Written instruction 1.
Using the gallery announcement, decide whether each statement (a), (b), and (c) agrees with it. Answer yes or no for each and quote the deciding words from the gallery announcement.
(a) Southwood's talk takes place on September 5th at 4:30 in Convocation Hall.
(b) The exhibition brings together three bodies of work by the artist.
(c) Meghan Kirkwood is affiliated with North Dakota State University.

Page text.
=-=-=
Jul 03 2014
The University Art Gallery will open the 2014-2015 exhibition season with David Southwood: N1 and Beach Boys, an exhibition that brings together two connected bodies of work by the internationally recognized South African artist: The N1 (National Road One) project, and Beach Boys. Both projects combine photography with social commitment, and both explore transitional, marginal places and the question of what it takes to make a “place.” Southwood will speak about his work on September 5th at 4:30 in Convocation Hall, with a brief introduction by art historian and photographer Meghan Kirkwood of North Dakota State University. Please join us for the talk and reception!
=-=-=
Collected data
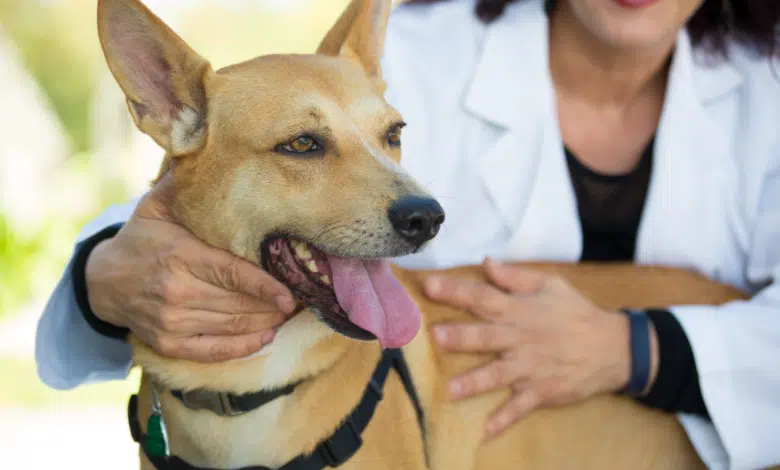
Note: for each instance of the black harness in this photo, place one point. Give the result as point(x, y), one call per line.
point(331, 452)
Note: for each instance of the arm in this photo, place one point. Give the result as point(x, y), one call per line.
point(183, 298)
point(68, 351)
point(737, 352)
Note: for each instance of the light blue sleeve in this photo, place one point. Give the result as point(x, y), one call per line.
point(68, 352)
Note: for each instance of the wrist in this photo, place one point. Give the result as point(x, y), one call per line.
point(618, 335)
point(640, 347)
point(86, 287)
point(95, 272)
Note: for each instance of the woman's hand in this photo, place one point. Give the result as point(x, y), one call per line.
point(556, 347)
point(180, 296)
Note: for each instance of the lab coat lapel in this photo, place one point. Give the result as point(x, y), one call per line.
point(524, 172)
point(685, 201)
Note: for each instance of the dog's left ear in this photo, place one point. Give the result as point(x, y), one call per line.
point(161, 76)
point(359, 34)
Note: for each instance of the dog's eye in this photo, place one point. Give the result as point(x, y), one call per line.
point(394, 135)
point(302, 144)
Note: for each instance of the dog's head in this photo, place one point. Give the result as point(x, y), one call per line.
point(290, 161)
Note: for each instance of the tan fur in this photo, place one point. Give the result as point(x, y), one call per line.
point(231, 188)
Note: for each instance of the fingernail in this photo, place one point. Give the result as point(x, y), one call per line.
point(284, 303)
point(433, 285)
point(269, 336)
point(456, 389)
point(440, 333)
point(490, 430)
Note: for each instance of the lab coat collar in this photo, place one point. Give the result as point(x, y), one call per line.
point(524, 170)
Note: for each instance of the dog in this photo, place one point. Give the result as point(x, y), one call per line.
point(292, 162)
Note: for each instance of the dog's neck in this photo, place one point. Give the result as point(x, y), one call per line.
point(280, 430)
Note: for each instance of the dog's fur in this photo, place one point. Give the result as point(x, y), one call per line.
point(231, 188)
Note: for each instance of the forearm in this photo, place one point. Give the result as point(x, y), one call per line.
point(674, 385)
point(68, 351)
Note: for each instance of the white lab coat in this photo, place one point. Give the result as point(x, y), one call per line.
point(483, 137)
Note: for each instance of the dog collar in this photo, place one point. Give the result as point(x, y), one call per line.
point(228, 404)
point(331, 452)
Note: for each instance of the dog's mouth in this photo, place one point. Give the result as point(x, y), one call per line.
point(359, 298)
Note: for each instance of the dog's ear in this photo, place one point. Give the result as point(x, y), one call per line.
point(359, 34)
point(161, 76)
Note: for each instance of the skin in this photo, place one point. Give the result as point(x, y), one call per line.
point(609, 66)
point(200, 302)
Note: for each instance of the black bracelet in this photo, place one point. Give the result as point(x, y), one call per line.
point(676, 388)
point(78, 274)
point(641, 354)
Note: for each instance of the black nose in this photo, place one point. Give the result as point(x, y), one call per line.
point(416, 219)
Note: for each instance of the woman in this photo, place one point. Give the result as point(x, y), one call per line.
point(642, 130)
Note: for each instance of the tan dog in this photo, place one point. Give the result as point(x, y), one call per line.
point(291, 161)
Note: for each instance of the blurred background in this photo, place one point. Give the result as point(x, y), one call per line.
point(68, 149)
=-=-=
Written instruction 2.
Rescale the records, starting at the line that contains "Note: for each instance of the dog's ear" and ending at the last line of the records, both ends included. Reproduce those lines with every point coordinate in the answers multiplied by 2.45 and rounded to a whole number, with halves rounded up, and give nothing else.

Result 1.
(a) Yes: "Southwood will speak about his work on September 5th at 4:30 in Convocation Hall"
(b) No: "brings together two connected bodies of work"
(c) Yes: "art historian and photographer Meghan Kirkwood of North Dakota State University"

Result 2.
Note: for each instance of the dog's ear in this photo, place one point. Give the result as point(x, y), one call per line.
point(880, 83)
point(394, 186)
Note: for each instance of the skin in this photo, place one point. Give the result as point(x, y), one call per line.
point(1492, 162)
point(490, 740)
Note: for each instance of the black bracelet in this photo, place one point. Give the result as point(x, y), one call per line.
point(1656, 951)
point(191, 671)
point(1570, 867)
Note: for each instance of the black nose in this photo, place one point. Give the result as point(x, y), one call per line.
point(1019, 537)
Note: for each instance of the woman in this photo, place one point. Give the result as point(x, y), one call per line.
point(1573, 319)
Note: for each instance of the tan dog in this photo, place one point. Give the result as point(x, y), one call per line.
point(713, 394)
Note: for each instance of the blurred background in this photo, place one point. Give the result as point(x, y), one call per line.
point(167, 365)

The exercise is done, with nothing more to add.